▶ [The request]:
Each entry below should be reproduced character for character.

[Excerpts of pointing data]

>> BEGIN

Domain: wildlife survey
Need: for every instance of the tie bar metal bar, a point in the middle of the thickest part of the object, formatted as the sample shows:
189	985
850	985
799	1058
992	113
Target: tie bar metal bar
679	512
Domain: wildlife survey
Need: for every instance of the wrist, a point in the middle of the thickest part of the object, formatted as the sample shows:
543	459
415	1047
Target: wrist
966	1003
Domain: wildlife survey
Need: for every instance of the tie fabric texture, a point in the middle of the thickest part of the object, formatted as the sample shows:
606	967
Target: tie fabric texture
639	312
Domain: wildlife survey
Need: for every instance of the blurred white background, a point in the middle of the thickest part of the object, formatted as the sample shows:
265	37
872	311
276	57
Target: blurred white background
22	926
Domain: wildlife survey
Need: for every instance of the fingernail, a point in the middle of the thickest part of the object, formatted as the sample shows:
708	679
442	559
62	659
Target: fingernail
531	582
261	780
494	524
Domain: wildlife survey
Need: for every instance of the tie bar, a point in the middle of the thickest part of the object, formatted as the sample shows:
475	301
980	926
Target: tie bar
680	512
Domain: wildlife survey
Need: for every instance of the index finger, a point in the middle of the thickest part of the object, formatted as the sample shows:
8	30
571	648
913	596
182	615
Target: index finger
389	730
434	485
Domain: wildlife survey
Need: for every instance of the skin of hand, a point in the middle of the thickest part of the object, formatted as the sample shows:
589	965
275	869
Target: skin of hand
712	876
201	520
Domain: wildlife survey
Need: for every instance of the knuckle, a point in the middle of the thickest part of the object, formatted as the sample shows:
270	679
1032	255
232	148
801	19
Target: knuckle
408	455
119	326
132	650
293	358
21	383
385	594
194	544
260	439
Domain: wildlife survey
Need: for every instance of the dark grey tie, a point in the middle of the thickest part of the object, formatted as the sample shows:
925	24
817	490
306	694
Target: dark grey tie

>> END

▶ [Exercise output]:
Domain: wildlife survey
Need: for every instance of the tie bar metal bar, a point in the middle of the thickest part of the object, formatted as the sample shows:
189	985
850	985
799	1058
992	113
Target: tie bar metal bar
679	512
Domain: wildlife survey
Need: for every instance of the wrist, a point in the middle of the thickest part of the object, formatted as the sample shows:
543	459
415	1047
Target: wrist
966	1003
Domain: wildlife survey
Need: for every instance of the tie fabric texture, a point in the middle of the thickest part of the object, formatted as the sample shows:
606	967
Target: tie fabric texture
639	312
Domain: wildlife survey
Need: for every instance of the blurred white background, a point in the middle of the thickest part of the object, formatted as the sample shows:
265	37
872	311
276	57
Target: blurred white background
22	926
Domain: wildlife survey
Need: for every instance of the fingernail, a point in the middle of the thickest part of the object, formatted as the sample shows:
708	679
442	559
62	659
Target: fingernail
531	582
261	780
494	524
Domain: wildlife survey
Need: for every instance of the tie bar, a point in the middle of the thickest part of the object, formatted as the sample shows:
475	301
980	926
Target: tie bar
680	512
Domain: wildlife survey
Need: for every instance of the index finger, a point in the middle of the thickest part of the object, formatted as the sample shows:
8	30
571	648
913	596
182	615
Target: index finger
389	730
434	485
Domain: wildlife survey
Need: for every instance of the skin of hand, a point in the middle of the thickest part of the object, formatted as the sample shows:
589	965
275	869
Target: skin of hand
712	876
201	520
Domain: wildlife survey
Need: for every instance of the knuckle, a point in the middle of the thickest part of the object, formatted as the sample shows:
270	679
1032	255
232	148
801	19
Target: knuckle
408	455
119	326
132	650
293	358
21	383
385	594
194	544
260	439
Domain: wildlife survey
Need: for every instance of the dark grey tie, a point in the middle of the thickest part of the object, formatted as the sample shows:
925	24
817	490
306	694
Target: dark grey tie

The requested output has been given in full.